• [EXERCISE MATERIAL]
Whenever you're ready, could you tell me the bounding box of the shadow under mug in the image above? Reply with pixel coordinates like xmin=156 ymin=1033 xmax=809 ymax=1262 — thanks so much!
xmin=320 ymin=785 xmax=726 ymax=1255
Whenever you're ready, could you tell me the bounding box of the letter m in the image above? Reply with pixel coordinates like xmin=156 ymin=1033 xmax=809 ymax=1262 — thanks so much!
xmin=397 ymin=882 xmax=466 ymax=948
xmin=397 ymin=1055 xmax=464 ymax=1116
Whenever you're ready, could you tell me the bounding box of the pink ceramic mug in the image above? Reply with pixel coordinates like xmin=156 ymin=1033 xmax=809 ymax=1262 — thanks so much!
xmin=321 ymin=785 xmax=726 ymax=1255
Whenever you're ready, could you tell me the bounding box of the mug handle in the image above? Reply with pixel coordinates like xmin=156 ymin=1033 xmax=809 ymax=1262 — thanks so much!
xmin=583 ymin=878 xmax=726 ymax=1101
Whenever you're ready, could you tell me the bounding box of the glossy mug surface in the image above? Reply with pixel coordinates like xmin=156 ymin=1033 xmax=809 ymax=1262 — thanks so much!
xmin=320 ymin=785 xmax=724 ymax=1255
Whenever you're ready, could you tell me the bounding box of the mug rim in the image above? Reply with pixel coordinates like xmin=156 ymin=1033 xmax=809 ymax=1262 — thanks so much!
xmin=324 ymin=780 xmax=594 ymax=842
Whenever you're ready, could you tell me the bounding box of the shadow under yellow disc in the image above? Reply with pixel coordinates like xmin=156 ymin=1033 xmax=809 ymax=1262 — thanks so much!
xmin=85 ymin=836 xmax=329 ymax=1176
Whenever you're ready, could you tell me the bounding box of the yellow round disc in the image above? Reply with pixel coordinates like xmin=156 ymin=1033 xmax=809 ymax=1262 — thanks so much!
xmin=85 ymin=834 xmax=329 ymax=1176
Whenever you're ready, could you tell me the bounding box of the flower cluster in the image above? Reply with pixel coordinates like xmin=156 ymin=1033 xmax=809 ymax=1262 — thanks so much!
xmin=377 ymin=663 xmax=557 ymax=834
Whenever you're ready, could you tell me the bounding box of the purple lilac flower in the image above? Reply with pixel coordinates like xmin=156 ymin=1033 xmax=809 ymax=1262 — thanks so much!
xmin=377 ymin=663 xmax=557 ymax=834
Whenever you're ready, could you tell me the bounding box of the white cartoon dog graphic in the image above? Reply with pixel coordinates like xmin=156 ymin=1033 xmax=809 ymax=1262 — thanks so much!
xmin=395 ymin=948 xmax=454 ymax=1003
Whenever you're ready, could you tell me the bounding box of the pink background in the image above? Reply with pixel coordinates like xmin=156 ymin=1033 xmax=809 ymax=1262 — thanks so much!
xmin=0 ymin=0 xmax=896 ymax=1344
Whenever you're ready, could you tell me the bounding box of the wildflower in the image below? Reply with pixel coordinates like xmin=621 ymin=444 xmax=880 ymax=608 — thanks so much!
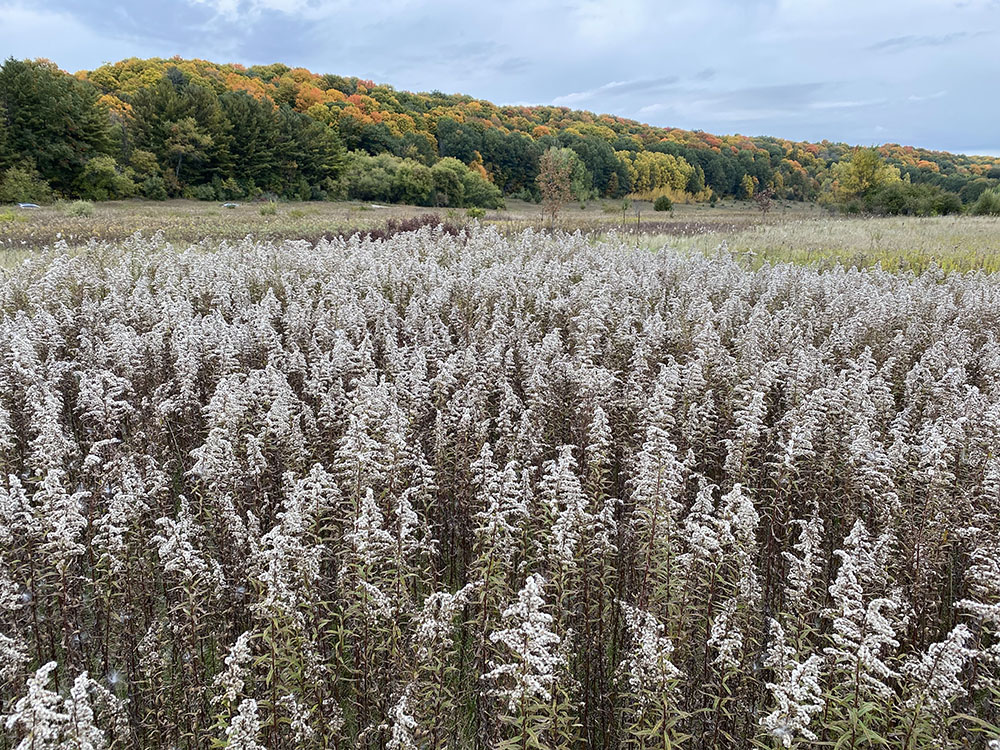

• [GOAL OF THE EXERCISE] Copy all of the material above verbatim, leaving out the pictures.

• [FINISHED EXERCISE]
Whenever you're ready, could you tell me the bounding box of the shadow under mug in the image above? Reply with pixel coordinates like xmin=156 ymin=1033 xmax=809 ymax=1262 — thanks so much!
xmin=320 ymin=785 xmax=726 ymax=1255
Whenever you're ready, could you tell me the bounding box of the letter m in the image above? Reply with pixel coordinates like xmin=156 ymin=1033 xmax=809 ymax=1262 — thanks so much!
xmin=397 ymin=882 xmax=466 ymax=948
xmin=397 ymin=1055 xmax=464 ymax=1116
Whenever you're ready, could you tell me the bounding box of the pink ceramic mug in the image above? Reply with pixel coordinates like xmin=156 ymin=1033 xmax=809 ymax=1262 — thanks so much!
xmin=321 ymin=785 xmax=726 ymax=1255
Whenever you're ready, could you tell me the bounding box of the mug handle in the image above? Reply with pixel coordinates like xmin=156 ymin=1033 xmax=809 ymax=1262 — thanks so much!
xmin=583 ymin=878 xmax=726 ymax=1101
Whenever you're ready, could you tell me the bounding box of the glossy mug surface in the image above? Reply with pixel coordinates like xmin=156 ymin=1033 xmax=809 ymax=1262 — thanks so much!
xmin=320 ymin=785 xmax=724 ymax=1255
Whenever you're ready, could you tell me the bounding box of the mug rim in the image above? Reply with pixel coordinates like xmin=156 ymin=1033 xmax=809 ymax=1262 — thanks so much!
xmin=324 ymin=780 xmax=594 ymax=842
Whenever you're ready, could you tell me the bounding box of the shadow under yellow disc in the image above? Reply with pixel coordinates like xmin=156 ymin=1033 xmax=809 ymax=1262 — thanks so much!
xmin=85 ymin=836 xmax=329 ymax=1176
Whenever you're ready, could you tell me the bounding box of the yellow round disc in the image above? Reply with pixel coordinates like xmin=156 ymin=1033 xmax=809 ymax=1262 — thanks so much!
xmin=85 ymin=834 xmax=329 ymax=1176
Whenever you're ready, could you tell me the bounding box of the flower cluster in the image above? Reply with pixel coordinates like xmin=156 ymin=1033 xmax=809 ymax=1262 — thanks so much!
xmin=377 ymin=663 xmax=557 ymax=834
Whenever you're ready, could you tell me the bounding box of the purple lilac flower in the image above? Reply with pixel coordinates like xmin=156 ymin=1033 xmax=809 ymax=1262 — thanks so much!
xmin=377 ymin=663 xmax=557 ymax=834
Whenever you're ready, could you tell me the bounding box of the white cartoon dog graphic in the image above? Reply with pixel coordinates like xmin=156 ymin=1033 xmax=809 ymax=1262 — thanks so much!
xmin=395 ymin=948 xmax=454 ymax=1003
Whenever you're ready, could you tell me the bounding box of the pink background in the image above? Reply with pixel coordinates like xmin=156 ymin=1033 xmax=809 ymax=1262 — thanks so much!
xmin=0 ymin=0 xmax=896 ymax=1344
Whenever you're ready, could you tell me the bounding box of the wildflower in the image below? Reply with pixel coordinates like xmin=621 ymin=444 xmax=880 ymax=608 — thanks so much!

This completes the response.